(The input)
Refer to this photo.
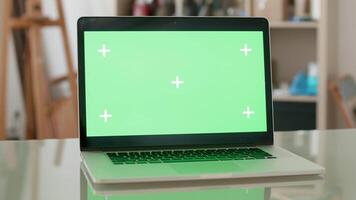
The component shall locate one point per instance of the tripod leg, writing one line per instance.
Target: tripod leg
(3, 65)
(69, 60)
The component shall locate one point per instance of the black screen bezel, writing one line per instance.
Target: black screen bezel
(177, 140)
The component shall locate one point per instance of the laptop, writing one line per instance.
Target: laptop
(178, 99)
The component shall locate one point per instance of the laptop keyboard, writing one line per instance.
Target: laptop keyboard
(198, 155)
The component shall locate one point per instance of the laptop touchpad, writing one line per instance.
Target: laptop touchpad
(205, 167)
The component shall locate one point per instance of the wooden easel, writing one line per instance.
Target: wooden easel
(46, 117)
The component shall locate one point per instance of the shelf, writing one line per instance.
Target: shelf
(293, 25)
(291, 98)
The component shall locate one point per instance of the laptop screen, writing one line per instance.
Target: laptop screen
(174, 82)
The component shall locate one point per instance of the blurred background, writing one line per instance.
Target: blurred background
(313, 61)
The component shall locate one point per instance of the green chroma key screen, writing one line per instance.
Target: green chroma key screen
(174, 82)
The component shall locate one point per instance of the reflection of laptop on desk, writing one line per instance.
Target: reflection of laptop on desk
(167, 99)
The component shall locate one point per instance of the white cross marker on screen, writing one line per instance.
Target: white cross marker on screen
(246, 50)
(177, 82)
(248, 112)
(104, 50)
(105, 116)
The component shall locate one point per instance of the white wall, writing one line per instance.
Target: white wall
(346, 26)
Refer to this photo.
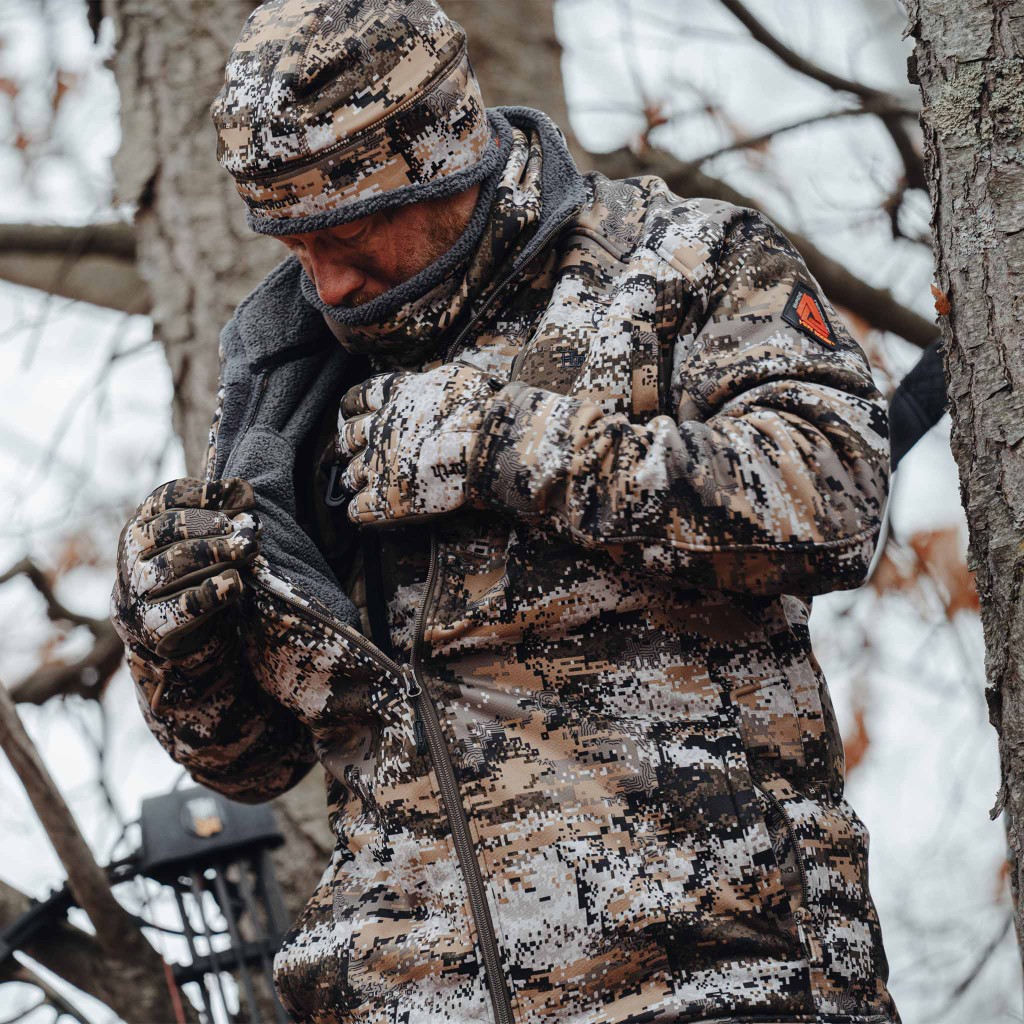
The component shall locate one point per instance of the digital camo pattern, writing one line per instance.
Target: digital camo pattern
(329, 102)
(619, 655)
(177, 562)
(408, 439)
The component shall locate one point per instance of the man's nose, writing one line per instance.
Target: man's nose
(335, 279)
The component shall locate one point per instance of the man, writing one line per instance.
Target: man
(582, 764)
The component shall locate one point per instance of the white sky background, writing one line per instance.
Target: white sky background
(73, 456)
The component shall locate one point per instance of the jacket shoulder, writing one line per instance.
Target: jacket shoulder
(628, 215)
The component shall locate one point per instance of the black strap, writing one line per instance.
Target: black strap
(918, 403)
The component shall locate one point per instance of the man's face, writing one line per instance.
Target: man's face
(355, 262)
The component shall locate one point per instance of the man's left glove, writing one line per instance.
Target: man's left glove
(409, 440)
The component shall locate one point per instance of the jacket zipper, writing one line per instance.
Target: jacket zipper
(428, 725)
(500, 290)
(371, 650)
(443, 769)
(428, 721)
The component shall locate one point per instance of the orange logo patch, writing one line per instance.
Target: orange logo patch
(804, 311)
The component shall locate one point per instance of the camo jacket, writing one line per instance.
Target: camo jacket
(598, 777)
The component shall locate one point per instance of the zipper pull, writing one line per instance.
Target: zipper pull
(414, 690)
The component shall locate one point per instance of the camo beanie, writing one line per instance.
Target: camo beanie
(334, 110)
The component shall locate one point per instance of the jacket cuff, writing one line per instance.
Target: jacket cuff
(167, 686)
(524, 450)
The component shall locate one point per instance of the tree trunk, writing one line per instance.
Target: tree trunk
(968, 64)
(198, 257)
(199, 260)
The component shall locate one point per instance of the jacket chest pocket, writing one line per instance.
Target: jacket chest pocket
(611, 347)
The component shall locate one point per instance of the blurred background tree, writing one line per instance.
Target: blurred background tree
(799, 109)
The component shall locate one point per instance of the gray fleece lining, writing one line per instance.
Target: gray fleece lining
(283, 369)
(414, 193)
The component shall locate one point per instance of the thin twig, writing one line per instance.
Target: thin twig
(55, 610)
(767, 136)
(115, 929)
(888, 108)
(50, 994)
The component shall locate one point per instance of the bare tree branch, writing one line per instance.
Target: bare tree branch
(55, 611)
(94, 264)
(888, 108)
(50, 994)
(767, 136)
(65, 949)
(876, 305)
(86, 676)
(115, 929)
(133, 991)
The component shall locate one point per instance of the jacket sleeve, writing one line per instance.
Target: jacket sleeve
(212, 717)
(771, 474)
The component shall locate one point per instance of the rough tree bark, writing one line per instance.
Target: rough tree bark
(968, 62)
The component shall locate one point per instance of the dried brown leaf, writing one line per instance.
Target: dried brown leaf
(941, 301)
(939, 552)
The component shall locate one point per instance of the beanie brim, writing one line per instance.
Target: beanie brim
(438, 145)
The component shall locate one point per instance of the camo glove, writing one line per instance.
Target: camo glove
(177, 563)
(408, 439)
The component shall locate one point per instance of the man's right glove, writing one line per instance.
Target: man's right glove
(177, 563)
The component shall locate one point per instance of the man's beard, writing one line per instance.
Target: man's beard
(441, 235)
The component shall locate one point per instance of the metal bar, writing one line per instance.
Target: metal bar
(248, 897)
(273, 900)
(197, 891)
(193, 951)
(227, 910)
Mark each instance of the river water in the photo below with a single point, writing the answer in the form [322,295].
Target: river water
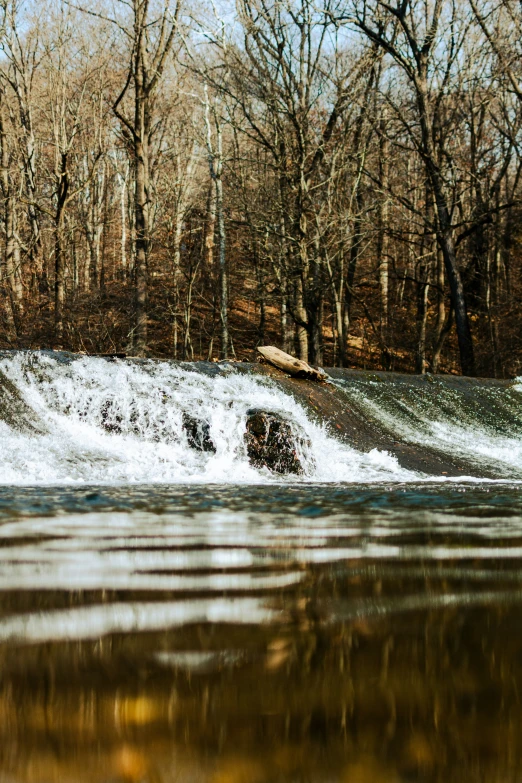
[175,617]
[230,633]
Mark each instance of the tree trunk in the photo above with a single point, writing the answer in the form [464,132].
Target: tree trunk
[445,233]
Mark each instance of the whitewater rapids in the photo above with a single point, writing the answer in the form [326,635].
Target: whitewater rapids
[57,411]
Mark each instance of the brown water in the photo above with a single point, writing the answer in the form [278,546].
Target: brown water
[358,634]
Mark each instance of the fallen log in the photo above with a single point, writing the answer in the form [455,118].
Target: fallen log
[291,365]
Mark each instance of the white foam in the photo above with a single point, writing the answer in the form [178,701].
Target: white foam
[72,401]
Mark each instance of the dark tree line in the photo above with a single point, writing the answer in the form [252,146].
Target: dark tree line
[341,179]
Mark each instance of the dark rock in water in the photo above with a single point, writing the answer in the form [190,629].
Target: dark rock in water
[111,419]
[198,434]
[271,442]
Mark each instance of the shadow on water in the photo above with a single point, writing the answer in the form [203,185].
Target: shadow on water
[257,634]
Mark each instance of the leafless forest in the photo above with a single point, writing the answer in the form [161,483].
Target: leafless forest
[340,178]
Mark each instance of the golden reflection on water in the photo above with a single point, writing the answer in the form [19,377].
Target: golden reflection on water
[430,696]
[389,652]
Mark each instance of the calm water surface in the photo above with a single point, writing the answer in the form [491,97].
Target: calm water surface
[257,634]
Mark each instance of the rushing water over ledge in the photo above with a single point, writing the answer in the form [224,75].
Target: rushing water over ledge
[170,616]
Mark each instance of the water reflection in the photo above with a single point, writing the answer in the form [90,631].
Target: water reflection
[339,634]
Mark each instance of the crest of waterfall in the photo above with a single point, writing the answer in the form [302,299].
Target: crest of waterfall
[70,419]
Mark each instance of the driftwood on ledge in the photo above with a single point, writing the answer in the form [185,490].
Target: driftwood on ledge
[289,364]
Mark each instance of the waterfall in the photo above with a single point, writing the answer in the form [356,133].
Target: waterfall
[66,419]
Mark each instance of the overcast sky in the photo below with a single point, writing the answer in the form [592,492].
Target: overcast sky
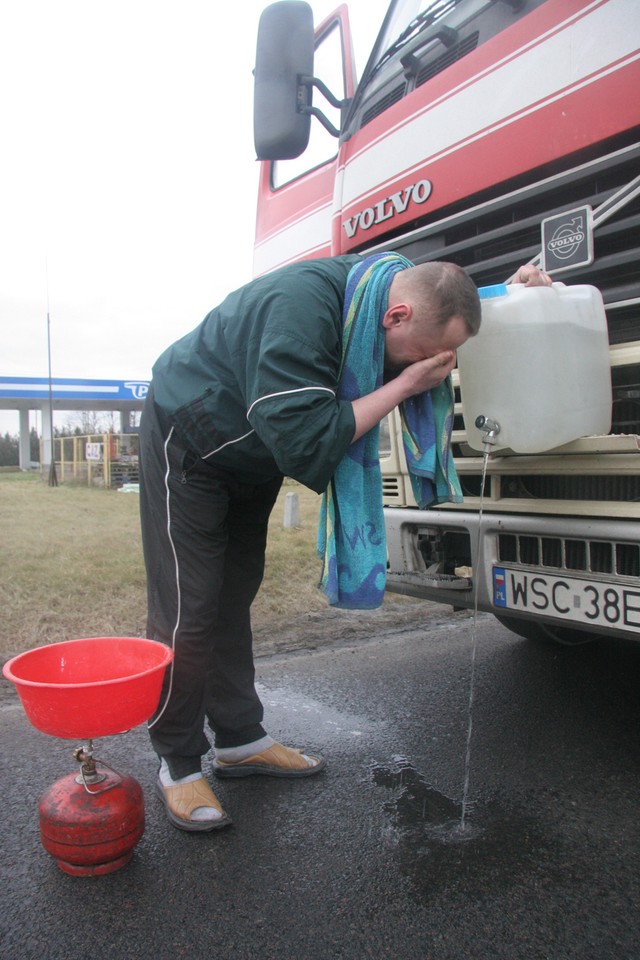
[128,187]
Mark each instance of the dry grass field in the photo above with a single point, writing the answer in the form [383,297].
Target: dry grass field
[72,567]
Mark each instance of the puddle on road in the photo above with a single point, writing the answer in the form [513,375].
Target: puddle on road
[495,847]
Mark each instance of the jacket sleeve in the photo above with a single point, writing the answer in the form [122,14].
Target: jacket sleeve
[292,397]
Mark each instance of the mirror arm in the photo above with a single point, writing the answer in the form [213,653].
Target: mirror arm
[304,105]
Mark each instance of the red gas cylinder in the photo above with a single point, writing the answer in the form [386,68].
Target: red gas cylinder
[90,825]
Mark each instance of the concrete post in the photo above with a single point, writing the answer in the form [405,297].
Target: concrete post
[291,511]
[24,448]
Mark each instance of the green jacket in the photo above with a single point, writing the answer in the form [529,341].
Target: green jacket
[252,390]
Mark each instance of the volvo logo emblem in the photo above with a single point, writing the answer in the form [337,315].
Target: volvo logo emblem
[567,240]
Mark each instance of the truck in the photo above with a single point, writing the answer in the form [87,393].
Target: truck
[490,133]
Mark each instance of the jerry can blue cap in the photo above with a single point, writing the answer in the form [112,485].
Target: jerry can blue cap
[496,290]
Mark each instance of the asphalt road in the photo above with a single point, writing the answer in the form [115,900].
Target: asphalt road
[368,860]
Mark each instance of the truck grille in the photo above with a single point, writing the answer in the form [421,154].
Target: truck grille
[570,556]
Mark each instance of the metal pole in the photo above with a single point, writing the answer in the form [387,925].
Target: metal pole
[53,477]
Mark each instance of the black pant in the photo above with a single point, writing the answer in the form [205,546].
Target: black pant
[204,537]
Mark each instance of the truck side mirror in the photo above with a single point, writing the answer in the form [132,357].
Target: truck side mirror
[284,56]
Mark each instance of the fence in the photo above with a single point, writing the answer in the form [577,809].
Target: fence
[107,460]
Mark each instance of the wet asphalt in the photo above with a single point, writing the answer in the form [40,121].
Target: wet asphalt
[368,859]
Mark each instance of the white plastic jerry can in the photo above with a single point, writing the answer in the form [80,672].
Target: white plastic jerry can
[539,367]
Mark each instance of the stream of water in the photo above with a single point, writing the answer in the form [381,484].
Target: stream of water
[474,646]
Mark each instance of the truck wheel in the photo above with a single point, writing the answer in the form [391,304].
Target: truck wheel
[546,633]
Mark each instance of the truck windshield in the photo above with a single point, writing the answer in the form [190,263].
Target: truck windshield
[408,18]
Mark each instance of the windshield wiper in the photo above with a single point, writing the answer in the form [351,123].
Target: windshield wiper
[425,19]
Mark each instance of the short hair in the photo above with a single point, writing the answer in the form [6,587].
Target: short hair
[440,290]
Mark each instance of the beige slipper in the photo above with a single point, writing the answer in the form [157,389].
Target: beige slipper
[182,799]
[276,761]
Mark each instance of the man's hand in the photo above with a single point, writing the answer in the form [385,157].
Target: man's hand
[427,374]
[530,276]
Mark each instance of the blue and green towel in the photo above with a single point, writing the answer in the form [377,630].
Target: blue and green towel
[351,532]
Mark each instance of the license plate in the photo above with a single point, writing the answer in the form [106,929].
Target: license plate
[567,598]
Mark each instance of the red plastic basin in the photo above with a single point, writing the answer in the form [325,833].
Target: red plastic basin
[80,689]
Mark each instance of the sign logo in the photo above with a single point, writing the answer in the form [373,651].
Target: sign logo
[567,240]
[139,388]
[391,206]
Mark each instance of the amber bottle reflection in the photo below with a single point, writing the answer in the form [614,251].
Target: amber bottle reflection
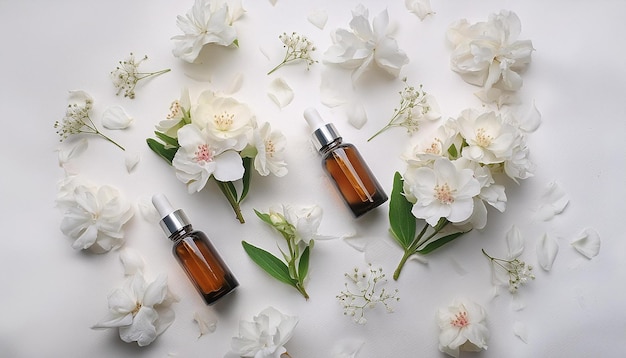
(End The input)
From the line that holds "Mark each instance of the sign" down to the last line of the material above, every line is to be copied exactly, both ends included; pictures are to be omitted.

**Answer area**
Mark each instance of the sign logo in the photo above with a single point, writing the answer in the form [373,651].
Target: sign logo
[567,240]
[139,388]
[391,206]
Mark each instance of the amber bottle reflection in the photo below with a single point, writing the answer in the form [614,251].
Target: amber bottle reflection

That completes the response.